# WHAT TO PRODUCE:
Please return the lines of the records below word for word, leaving out the pictures.

Coordinate labeling data
┌──

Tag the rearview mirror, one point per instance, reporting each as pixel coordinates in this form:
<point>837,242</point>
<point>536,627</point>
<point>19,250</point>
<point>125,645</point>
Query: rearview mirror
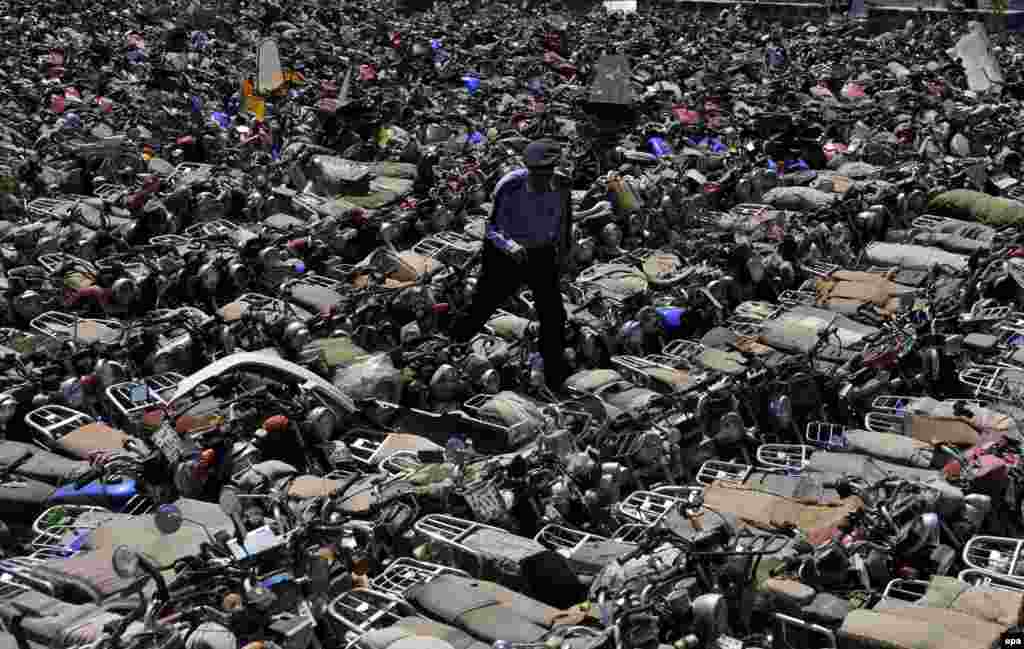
<point>268,74</point>
<point>126,562</point>
<point>168,518</point>
<point>229,502</point>
<point>730,429</point>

└──

# COMPLETE RESPONSE:
Tag the rearview mirror, one point per instance, reporting each as pixel coordinates in this form:
<point>837,242</point>
<point>536,627</point>
<point>19,250</point>
<point>125,645</point>
Query: rearview mirror
<point>268,74</point>
<point>126,562</point>
<point>168,518</point>
<point>229,502</point>
<point>730,429</point>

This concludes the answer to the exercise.